* [Task goal]:
Every line of the listing that follows must be written out unchanged.

* [Material for this exercise]:
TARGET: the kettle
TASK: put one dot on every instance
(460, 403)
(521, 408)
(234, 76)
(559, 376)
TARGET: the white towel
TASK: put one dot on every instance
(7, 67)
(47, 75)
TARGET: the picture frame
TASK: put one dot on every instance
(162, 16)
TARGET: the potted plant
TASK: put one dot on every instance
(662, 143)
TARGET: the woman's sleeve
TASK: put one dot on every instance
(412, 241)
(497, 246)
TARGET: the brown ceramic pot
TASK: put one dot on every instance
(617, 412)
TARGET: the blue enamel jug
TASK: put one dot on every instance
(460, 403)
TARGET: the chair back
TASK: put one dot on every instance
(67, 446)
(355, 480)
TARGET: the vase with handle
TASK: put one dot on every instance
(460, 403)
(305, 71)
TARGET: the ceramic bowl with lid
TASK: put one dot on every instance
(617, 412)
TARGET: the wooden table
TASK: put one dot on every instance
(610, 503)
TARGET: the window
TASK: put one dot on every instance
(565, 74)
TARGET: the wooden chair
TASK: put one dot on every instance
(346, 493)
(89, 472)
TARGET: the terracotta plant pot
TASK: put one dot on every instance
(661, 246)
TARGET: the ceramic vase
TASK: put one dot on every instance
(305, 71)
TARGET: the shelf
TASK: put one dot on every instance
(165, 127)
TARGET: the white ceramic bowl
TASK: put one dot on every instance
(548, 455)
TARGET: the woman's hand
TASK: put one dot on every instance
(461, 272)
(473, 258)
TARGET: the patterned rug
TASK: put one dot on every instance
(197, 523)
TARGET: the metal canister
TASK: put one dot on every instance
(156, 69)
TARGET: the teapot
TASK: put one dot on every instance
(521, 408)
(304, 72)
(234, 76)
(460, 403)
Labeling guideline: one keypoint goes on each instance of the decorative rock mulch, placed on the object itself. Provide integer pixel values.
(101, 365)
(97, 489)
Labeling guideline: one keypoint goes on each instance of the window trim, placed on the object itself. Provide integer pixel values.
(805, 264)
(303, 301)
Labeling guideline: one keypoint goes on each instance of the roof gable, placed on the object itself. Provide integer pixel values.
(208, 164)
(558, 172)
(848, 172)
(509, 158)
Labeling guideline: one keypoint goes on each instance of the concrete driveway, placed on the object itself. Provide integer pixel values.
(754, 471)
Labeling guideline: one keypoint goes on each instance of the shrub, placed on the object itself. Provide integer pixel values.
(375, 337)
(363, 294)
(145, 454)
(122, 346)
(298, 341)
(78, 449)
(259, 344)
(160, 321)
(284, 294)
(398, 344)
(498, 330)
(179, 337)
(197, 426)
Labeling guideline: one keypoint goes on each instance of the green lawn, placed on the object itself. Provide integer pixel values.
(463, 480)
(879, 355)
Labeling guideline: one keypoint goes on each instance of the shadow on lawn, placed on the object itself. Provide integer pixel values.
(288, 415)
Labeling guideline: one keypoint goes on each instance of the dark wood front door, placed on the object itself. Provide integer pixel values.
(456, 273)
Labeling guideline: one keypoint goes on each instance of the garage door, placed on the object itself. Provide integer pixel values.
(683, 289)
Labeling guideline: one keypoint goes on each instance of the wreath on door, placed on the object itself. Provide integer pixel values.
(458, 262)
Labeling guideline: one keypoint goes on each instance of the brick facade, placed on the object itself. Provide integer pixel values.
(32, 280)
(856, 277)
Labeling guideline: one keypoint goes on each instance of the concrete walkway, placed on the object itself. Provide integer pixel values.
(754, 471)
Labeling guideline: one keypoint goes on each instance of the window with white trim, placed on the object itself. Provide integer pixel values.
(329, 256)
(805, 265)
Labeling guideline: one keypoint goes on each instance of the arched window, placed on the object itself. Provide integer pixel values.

* [Result below]:
TARGET: the kettle
TASK: put one dot on every instance
(460, 403)
(521, 408)
(234, 76)
(559, 376)
TARGET: the white towel
TASK: put one dot on every instance
(7, 67)
(47, 75)
TARGET: the picture frame
TASK: put one dot on every instance
(162, 16)
TARGET: the potted plant
TASK: put one dot on every instance
(662, 143)
TARGET: the woman's sleeve
TASK: put one dot on every instance
(412, 241)
(497, 246)
TARGET: the brown ceramic pot
TASK: put one dot on every instance
(617, 412)
TARGET: the blue enamel jug
TASK: put one dot on every instance
(460, 403)
TARGET: the chair back
TASK: put one dot on every instance
(67, 446)
(355, 480)
TARGET: the vase with handle
TASK: put one dot on every instance
(460, 403)
(305, 71)
TARGET: the ceramic bowl with lid
TASK: put one dot on every instance
(617, 412)
TARGET: the wooden table
TASK: put one dot on every instance
(610, 503)
TARGET: the window
TASK: put one dot on every instance
(565, 74)
TARGET: the wooden chair
TASK: put one dot on every instance
(346, 493)
(89, 472)
TARGET: the terracotta plant pot
TASK: put one dot on every instance
(661, 246)
TARGET: the ceramic vase
TASK: put one dot on every instance
(305, 71)
TARGET: the shelf
TASK: put one dot on every instance
(165, 127)
TARGET: the white ceramic bowl
TASK: put one dot on every instance
(548, 455)
TARGET: the woman's hand
TASK: put one dot on every instance
(461, 272)
(473, 258)
TARGET: the patterned rug
TASK: put one dot on every instance
(197, 523)
TARGET: the metal canister
TASK: put one dot on every instance
(156, 69)
TARGET: the teapot
TASK: put one dot on every instance
(521, 408)
(304, 72)
(234, 76)
(460, 403)
Labeling guideline: one keypoint goes on each instance of the decorative rock mulch, placed on the object itself. Provide integer pixel values.
(101, 365)
(97, 489)
Labeling guideline: one keypoint goes on each instance of the window trim, placed on the object itself. Provide integer pixel values.
(805, 264)
(303, 301)
Labeling guideline: one keypoint goes on each instance of the roof gable, placed on the object itself. Provide integer pixel values.
(208, 164)
(558, 172)
(848, 172)
(509, 158)
Labeling guideline: one keypoint goes on each instance of the concrete driveway, placed on the object itself. Provide integer pixel values.
(754, 471)
Labeling guideline: one keypoint goes on each instance of the shrub, placed on the object itself. Provide integer pixel values.
(375, 337)
(363, 294)
(145, 454)
(122, 346)
(298, 341)
(78, 449)
(259, 344)
(160, 321)
(284, 294)
(398, 344)
(498, 330)
(179, 337)
(197, 426)
Labeling guideline: one keypoint goes on each instance of the green lawn, placed on the object itself. Provide integer pixel values.
(463, 480)
(879, 355)
Labeling guideline: one keypoint goes on each instance of the shadow on lawn, placed on the object itself. Provide integer pixel values.
(288, 415)
Labeling guideline: one keypoint goes on each instance of the dark wood front door, placed on the object itself. Provide integer pixel values.
(456, 273)
Labeling guideline: one keypoint goes on each instance of the garage door, placed on the object itself. Provide integer pixel values.
(683, 289)
Labeling guideline: one keypoint goes on each instance of the wreath on door, placed on the object itself. Provide integer pixel values.
(458, 262)
Labeling guideline: one keypoint goes on each instance of the brick facade, placed on the object itself. Provide integer pixel values.
(32, 280)
(856, 277)
Labeling guideline: one keypoint goes on each instance of the concrete walkway, placed on the object itself. Provide integer pixel values.
(754, 471)
Labeling guideline: one keypoint goes on each instance of the window with white trim, placed on the object itself. Provide integer pixel values.
(329, 256)
(805, 265)
Labeling guideline: one keypoint goes on each instance of the arched window, placed on the object itself. Provide integer pixel values.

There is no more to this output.